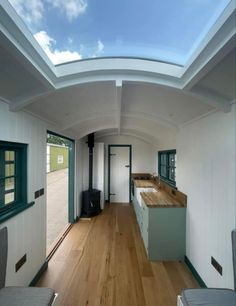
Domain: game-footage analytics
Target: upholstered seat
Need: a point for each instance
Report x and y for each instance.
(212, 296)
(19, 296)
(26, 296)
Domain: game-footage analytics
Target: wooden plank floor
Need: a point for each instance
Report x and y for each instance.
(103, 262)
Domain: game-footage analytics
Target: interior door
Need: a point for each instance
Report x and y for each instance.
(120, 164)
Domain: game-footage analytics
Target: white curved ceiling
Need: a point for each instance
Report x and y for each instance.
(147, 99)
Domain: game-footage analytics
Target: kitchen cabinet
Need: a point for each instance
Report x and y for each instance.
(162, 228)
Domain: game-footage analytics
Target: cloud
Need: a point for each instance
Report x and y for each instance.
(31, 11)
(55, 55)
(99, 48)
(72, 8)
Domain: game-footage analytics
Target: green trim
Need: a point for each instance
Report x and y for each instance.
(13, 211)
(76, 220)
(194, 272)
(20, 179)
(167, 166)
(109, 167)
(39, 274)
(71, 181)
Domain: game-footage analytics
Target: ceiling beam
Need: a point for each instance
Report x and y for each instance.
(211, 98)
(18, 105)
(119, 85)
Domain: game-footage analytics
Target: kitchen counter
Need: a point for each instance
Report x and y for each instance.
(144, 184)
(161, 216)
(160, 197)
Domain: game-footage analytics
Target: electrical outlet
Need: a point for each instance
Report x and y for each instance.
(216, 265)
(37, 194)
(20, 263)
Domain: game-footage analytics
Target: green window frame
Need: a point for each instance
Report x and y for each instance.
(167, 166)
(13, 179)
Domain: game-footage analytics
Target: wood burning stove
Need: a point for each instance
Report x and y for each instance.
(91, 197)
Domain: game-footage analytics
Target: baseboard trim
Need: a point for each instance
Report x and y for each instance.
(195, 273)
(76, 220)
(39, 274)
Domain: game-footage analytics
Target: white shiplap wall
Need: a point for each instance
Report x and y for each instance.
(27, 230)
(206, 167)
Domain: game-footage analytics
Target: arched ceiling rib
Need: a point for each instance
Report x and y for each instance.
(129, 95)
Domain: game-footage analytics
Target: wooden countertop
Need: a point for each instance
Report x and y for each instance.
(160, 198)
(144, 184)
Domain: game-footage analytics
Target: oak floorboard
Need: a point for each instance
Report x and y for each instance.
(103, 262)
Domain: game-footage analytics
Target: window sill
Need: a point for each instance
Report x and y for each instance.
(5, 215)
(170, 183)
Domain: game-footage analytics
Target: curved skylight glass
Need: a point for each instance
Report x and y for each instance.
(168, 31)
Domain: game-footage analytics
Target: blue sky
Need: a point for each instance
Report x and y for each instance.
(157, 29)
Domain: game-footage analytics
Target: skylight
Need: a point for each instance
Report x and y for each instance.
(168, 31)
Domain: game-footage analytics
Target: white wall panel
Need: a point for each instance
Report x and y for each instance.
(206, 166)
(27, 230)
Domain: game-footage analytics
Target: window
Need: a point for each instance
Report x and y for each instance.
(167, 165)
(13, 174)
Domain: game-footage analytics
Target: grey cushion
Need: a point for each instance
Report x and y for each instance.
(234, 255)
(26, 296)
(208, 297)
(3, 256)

▶ Task
Copy the entries exactly. Leave the pictures out.

▶ Output of the exercise
Domain: game-footage analytics
Target: upholstered seat
Need: a point for each instance
Report x and y for each instance.
(212, 296)
(19, 296)
(26, 296)
Domain: game-footage analytics
Target: wooden plank floor
Need: a point for each instance
Report x and y for each instance.
(103, 262)
Domain: game-footage analytics
Target: interior door
Need: a point for each instance
Report x and y for each instance.
(120, 164)
Domain: game-footage analytics
Target: white curved ceiling
Need: a point for each instance
Report x and y for each instance.
(147, 99)
Domain: game-footage analytics
Target: kitchen cabinet
Need: a point for each instance
Report x and y for each instance.
(162, 228)
Domain: game-footage analytics
Target: cloud
Need: a point for each instance
Report x and y for each instance.
(31, 11)
(55, 55)
(99, 48)
(72, 8)
Domain: game-footage analytics
Target: green trim
Need: a point for each instance
Report x and y for each instance.
(13, 211)
(76, 220)
(194, 272)
(20, 179)
(167, 166)
(109, 167)
(39, 274)
(71, 181)
Domain: game-footage analytics
Target: ceiling beam
Need: a point for each instance
Report x and y for each instance.
(211, 98)
(18, 105)
(119, 85)
Domain: game-footage analytics
Target: kitchen counter
Need: a point for each instance
Report x and y for each instance.
(144, 184)
(161, 216)
(160, 197)
Domain: game-footage analytics
Target: electrical outlet
Need: a point for each instance
Report x and y for each instance.
(216, 265)
(37, 194)
(20, 263)
Domain: game-footage analytics
Target: green window frame
Need: a point for each instance
Report x and y for each instance.
(167, 166)
(13, 179)
Domain: game-footage analytics
Target: wood burning stove
Need: a point for each instance
Report x and y for each instance.
(91, 197)
Domain: game-footage analytics
Target: baseboard trim
Need: a point for each instance
Report x and y for each instance.
(195, 273)
(76, 220)
(39, 274)
Domain: game-footage analytics
Target: white shiplap wall
Need: a point for each instance
Report x and y for each instance.
(27, 230)
(206, 167)
Domain: game-footage analytics
Target: arched ceiling rib
Need: a point for each instance
Report x and y for each instance.
(129, 95)
Domain: game-footage analytics
Target: wooden countertop
Need: a point for each instance
Report x and y for each instance.
(160, 198)
(144, 184)
Domain: game-footage analytics
Target: oak floorboard
Need: a point for each instance
Report x and y for each instance.
(103, 262)
Domain: game-footage analytics
Target: window sill
Need: a point for each instance
Report x and y for each instance.
(5, 215)
(170, 183)
Domain: game-footage analytics
Target: curved skylight glass
Need: a point for each instance
Report x and y for each instance.
(168, 31)
Domain: game-footage analytics
Target: blue sky
Need: a point for each instance
Report x and y for each instance.
(157, 29)
Domain: game-footage analytics
Target: skylight
Need: a point for each instance
Report x and y for each instance.
(168, 31)
Domain: game-footage analytics
Target: white wall panel
Need: a point for each instance
Report x and y for each instance.
(206, 166)
(27, 230)
Domain: game-footage analytics
Target: window
Need: a point for each instance
Report x and y for each instance.
(167, 165)
(13, 174)
Domain: game-footage analytics
Target: grey cushion
Need: a point for each instance
Report x and y for each instance.
(234, 255)
(26, 296)
(208, 297)
(3, 256)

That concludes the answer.